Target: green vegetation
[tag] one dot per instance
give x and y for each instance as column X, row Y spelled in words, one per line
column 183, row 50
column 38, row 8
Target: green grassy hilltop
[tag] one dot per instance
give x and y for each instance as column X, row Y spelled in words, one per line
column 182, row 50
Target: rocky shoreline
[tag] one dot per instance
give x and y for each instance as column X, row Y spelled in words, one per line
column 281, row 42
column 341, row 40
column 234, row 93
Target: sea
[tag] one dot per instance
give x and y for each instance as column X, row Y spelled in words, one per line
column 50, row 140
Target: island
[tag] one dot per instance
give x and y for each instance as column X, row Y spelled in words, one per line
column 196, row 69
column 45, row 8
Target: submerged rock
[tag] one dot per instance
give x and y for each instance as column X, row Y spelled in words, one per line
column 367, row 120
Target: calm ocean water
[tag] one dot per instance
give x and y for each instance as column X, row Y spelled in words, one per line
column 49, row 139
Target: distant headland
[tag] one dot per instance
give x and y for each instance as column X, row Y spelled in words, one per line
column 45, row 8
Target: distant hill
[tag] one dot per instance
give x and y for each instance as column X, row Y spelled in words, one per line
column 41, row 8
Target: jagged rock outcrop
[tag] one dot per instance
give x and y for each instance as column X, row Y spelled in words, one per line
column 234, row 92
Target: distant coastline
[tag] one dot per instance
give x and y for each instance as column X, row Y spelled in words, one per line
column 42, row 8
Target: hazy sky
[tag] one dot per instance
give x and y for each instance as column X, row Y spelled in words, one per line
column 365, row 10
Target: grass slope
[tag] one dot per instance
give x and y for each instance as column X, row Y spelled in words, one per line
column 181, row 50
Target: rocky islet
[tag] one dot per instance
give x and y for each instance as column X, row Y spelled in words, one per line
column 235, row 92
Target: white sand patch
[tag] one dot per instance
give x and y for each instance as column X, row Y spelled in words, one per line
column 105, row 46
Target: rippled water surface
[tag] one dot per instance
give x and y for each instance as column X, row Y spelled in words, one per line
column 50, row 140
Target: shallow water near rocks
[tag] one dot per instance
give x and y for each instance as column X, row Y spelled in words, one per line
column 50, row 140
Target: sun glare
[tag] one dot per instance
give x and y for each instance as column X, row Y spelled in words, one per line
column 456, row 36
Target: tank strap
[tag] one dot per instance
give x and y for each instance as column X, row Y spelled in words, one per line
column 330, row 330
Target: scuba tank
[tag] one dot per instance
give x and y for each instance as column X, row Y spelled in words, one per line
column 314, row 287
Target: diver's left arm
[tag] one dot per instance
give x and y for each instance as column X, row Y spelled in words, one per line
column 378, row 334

**TASK GOAL:** In the listing above, find the line containing "Target: white sand patch" and the line containing "Target: tank strap", then quote both, plus every line between them, exactly as written.

**RESULT OF THE EXERCISE:**
Target: white sand patch
[tag] one dot per instance
give x and y for each instance as column X, row Y spelled in words, one per line
column 105, row 46
Target: rippled water surface
[tag] one dot per instance
give x and y for each instance as column X, row Y spelled in words, one per line
column 50, row 140
Target: shallow water near rocks
[tag] one dot per instance
give x and y for each instance as column X, row Y spelled in words, one per line
column 50, row 140
Target: sun glare
[tag] one dot per instance
give x and y for each instance as column X, row Y spelled in words, one per line
column 456, row 36
Target: tank strap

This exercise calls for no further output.